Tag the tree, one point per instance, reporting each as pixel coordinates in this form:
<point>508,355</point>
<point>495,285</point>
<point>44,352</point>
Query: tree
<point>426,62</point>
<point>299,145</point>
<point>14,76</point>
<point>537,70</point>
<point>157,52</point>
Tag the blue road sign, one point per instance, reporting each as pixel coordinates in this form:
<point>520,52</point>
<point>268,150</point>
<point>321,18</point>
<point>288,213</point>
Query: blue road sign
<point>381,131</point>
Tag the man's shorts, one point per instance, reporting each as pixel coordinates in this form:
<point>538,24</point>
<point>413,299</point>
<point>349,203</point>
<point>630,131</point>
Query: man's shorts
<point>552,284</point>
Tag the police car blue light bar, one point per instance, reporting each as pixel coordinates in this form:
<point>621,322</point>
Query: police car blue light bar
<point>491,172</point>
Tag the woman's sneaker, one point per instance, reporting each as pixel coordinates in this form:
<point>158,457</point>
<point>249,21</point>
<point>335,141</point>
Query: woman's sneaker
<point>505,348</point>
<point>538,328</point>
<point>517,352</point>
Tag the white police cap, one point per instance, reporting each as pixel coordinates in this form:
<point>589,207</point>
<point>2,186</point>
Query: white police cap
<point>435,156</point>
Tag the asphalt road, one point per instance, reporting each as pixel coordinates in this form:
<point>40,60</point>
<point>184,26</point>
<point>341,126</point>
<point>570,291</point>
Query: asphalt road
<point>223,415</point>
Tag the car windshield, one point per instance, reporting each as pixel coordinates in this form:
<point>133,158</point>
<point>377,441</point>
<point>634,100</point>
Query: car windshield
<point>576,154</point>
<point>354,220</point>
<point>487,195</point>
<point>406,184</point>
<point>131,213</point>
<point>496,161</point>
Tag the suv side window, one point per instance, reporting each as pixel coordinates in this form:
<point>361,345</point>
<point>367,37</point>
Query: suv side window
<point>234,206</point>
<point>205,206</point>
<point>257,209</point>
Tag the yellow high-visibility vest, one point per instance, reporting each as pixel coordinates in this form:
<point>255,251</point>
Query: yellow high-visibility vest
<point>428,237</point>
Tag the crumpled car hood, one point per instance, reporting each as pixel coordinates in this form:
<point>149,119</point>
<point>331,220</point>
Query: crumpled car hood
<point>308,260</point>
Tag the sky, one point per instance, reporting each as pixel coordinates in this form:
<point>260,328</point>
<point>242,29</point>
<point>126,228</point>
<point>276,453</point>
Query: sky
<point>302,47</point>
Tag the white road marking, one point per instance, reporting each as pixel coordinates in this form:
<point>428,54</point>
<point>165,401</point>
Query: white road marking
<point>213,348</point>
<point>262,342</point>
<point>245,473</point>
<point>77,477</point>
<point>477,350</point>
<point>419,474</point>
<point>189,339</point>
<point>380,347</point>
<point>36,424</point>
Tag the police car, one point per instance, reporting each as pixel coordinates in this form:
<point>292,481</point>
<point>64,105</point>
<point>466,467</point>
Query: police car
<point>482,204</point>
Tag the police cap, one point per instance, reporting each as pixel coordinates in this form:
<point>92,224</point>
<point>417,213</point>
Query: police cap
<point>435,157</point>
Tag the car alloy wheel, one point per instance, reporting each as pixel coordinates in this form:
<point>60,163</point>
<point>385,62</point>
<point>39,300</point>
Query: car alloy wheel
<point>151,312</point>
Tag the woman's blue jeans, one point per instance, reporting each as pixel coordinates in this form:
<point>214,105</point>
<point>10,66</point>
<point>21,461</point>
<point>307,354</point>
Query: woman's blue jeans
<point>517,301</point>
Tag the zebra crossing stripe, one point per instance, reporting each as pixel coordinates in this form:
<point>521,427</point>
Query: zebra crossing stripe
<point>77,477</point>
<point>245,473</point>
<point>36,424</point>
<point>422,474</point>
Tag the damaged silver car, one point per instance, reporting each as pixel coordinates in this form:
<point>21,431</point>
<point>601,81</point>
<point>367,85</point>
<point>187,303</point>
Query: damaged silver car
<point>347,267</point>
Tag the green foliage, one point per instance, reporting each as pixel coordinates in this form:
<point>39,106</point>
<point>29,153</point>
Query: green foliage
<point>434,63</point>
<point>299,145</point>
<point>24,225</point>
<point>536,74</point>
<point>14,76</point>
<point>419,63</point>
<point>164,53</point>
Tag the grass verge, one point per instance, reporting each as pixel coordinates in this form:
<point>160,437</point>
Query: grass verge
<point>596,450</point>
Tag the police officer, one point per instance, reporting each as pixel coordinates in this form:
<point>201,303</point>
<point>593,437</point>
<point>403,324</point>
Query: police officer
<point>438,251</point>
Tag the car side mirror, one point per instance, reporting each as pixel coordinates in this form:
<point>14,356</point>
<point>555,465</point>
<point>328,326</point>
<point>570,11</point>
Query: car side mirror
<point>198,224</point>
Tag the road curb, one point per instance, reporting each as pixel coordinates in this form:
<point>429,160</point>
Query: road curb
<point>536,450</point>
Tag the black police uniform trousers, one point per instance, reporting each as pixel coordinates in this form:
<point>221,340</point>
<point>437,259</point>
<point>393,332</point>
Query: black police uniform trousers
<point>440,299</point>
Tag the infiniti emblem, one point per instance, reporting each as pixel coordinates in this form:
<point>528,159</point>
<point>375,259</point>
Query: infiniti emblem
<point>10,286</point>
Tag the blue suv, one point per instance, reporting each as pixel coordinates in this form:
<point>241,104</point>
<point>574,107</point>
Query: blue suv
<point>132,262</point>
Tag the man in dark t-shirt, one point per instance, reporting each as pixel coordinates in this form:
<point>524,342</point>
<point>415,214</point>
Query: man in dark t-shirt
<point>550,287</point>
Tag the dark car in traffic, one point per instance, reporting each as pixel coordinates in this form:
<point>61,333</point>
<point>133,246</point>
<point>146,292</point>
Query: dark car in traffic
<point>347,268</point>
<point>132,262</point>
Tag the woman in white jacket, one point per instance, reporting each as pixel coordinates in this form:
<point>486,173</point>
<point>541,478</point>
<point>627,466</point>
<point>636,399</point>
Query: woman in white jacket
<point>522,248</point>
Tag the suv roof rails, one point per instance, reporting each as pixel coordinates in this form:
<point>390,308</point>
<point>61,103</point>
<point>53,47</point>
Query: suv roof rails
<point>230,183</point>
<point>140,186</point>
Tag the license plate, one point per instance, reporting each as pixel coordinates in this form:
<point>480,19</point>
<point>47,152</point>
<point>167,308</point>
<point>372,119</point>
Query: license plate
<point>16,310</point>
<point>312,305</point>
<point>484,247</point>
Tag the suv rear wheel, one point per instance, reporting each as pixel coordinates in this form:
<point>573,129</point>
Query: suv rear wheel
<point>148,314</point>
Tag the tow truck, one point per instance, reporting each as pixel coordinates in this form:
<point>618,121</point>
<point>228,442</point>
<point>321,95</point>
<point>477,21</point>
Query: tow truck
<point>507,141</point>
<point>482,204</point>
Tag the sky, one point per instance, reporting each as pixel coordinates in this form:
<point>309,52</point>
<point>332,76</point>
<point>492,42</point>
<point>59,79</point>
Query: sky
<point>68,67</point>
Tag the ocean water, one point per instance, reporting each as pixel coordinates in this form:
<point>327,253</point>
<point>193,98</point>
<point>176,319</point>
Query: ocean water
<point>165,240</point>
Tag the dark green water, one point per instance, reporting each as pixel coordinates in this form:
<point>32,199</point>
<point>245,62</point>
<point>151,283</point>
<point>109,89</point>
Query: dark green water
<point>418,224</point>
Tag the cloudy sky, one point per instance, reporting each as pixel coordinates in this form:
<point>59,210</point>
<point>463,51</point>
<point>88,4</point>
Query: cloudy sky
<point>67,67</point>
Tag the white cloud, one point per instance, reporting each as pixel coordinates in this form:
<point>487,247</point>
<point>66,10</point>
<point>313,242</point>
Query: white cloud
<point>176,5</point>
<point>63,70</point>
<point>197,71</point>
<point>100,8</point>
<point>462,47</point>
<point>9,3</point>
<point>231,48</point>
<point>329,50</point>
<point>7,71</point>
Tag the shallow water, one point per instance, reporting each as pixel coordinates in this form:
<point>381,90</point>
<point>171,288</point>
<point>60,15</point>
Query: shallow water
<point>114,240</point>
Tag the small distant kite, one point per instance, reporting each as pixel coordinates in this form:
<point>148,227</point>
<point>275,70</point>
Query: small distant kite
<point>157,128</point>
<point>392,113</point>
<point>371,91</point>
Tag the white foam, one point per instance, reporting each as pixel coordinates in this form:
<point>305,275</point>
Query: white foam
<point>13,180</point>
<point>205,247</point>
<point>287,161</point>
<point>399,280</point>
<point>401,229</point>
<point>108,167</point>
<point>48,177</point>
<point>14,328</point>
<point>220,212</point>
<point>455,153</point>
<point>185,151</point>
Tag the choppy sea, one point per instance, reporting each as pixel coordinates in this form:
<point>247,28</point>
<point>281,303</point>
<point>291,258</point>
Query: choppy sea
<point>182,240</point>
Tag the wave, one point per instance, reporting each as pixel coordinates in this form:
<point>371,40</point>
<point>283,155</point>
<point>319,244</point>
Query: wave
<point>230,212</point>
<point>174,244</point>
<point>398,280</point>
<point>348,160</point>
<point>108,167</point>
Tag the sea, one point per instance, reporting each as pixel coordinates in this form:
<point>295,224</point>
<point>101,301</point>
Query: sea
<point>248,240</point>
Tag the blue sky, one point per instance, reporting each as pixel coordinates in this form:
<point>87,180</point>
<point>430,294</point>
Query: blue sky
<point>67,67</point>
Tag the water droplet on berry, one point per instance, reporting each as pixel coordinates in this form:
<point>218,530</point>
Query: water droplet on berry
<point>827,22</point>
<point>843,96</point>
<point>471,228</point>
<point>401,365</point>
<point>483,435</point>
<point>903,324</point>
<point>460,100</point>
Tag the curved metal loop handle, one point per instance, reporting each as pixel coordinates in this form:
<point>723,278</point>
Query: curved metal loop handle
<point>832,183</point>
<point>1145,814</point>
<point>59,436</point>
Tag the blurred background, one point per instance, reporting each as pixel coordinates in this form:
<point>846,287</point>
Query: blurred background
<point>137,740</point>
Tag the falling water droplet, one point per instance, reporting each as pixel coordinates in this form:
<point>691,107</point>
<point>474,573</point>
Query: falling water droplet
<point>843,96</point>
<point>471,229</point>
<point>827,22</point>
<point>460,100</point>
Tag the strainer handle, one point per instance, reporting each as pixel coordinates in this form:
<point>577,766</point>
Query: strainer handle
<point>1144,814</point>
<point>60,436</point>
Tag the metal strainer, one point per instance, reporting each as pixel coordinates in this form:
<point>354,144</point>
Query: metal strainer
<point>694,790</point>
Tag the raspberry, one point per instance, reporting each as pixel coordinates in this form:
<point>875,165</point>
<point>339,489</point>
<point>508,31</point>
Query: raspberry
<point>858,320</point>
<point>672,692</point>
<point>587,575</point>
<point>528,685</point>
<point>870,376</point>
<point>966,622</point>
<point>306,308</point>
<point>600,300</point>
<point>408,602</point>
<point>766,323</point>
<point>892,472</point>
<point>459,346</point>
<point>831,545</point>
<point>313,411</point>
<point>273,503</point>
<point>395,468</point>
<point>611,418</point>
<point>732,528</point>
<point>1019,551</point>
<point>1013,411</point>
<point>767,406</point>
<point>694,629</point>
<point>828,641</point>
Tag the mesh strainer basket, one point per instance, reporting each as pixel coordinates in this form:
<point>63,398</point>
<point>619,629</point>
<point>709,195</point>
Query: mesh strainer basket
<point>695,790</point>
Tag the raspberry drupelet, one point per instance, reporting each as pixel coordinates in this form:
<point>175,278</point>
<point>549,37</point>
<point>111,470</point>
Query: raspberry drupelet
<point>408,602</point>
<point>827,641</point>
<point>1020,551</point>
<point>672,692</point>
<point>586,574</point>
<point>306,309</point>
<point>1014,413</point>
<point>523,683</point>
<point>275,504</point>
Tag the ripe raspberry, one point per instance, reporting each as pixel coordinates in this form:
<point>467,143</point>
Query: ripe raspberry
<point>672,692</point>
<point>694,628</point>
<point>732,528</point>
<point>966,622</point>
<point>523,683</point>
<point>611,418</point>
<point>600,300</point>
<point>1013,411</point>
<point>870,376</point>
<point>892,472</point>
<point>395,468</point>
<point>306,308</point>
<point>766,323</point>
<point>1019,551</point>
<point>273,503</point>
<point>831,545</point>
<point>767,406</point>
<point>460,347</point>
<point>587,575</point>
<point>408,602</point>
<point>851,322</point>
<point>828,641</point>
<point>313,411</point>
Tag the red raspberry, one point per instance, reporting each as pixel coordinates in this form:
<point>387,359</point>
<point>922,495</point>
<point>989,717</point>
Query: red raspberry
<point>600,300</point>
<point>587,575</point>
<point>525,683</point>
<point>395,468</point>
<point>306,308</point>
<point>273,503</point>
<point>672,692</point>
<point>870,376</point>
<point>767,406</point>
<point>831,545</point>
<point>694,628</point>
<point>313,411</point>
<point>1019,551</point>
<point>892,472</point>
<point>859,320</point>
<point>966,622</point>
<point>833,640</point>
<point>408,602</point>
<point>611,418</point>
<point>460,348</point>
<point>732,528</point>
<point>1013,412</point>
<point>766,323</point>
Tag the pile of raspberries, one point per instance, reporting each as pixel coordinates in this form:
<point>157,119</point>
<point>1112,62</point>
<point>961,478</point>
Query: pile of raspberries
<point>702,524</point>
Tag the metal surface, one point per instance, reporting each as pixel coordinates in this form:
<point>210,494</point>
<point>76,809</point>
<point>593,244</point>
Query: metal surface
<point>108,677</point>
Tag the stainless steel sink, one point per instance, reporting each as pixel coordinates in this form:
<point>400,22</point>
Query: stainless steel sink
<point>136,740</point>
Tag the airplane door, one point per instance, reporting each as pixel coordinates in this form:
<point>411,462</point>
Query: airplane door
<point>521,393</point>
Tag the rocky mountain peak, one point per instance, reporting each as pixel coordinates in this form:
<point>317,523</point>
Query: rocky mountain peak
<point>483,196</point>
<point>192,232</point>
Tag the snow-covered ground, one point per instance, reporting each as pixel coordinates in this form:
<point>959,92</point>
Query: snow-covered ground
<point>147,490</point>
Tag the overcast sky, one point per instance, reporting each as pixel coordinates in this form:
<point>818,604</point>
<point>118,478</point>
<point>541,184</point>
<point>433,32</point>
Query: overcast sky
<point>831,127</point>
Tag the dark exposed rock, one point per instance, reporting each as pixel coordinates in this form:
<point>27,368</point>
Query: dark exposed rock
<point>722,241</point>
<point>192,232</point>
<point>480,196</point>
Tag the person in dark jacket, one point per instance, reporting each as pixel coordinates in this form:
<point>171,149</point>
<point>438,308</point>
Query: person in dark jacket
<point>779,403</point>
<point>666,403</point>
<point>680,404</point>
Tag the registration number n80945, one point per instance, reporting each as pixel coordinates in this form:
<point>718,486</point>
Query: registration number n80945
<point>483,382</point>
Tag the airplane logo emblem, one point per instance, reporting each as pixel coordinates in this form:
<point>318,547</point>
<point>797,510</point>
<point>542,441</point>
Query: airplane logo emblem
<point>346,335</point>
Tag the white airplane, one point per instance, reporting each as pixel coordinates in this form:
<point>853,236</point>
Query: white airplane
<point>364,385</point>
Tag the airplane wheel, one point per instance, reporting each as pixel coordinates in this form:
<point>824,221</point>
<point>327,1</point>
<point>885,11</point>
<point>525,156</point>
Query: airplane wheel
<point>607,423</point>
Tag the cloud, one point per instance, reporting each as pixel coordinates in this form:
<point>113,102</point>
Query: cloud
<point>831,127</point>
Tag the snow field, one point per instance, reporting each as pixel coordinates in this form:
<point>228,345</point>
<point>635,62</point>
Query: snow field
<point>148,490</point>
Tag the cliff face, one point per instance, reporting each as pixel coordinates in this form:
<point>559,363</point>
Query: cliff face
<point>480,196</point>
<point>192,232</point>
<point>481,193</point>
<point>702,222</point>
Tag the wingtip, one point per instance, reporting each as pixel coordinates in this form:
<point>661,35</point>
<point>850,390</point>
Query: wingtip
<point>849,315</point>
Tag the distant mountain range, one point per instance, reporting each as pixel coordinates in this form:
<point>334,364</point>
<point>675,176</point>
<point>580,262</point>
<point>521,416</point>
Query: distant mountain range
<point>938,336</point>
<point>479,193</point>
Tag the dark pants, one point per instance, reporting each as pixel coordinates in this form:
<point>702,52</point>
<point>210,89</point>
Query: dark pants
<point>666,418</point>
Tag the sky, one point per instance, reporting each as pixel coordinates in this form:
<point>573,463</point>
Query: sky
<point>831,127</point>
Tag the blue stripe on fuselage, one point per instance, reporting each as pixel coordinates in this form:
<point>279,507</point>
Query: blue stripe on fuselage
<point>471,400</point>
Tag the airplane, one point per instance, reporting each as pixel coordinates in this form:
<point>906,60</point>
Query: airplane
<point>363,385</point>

#####

Swap "Query" for "Target" in the records from their first line through the line holding "<point>223,415</point>", inclusive. Reproduce those lines with no other change.

— ANSWER BELOW —
Tag the tree, one point per instance, reporting each as pixel coordinates in this form:
<point>508,355</point>
<point>495,285</point>
<point>44,352</point>
Target: tree
<point>426,62</point>
<point>299,145</point>
<point>14,76</point>
<point>537,70</point>
<point>157,52</point>
Tag the blue road sign, one point per instance, reporting each as pixel coordinates in this form:
<point>520,52</point>
<point>268,150</point>
<point>321,18</point>
<point>288,213</point>
Target: blue road sign
<point>381,131</point>
Tag the man's shorts, one point per instance, reporting each as pixel coordinates in this form:
<point>538,24</point>
<point>413,299</point>
<point>349,203</point>
<point>630,131</point>
Target: man's shorts
<point>552,284</point>
Tag the police car blue light bar, one point per instance, reporting each as pixel coordinates in this form:
<point>621,322</point>
Target: police car blue light bar
<point>491,172</point>
Tag the woman's sneaker, one point per instance, reporting each as pixel coordinates in this form:
<point>158,457</point>
<point>249,21</point>
<point>335,141</point>
Target: woman's sneaker
<point>505,348</point>
<point>538,328</point>
<point>517,352</point>
Tag the white police cap, one point per instance, reporting each as pixel coordinates in this form:
<point>589,207</point>
<point>2,186</point>
Target: white police cap
<point>435,156</point>
Tag the asphalt road, one point per instance, reporting each as pixel coordinates in this form:
<point>40,60</point>
<point>184,26</point>
<point>341,126</point>
<point>570,291</point>
Target: asphalt road
<point>223,415</point>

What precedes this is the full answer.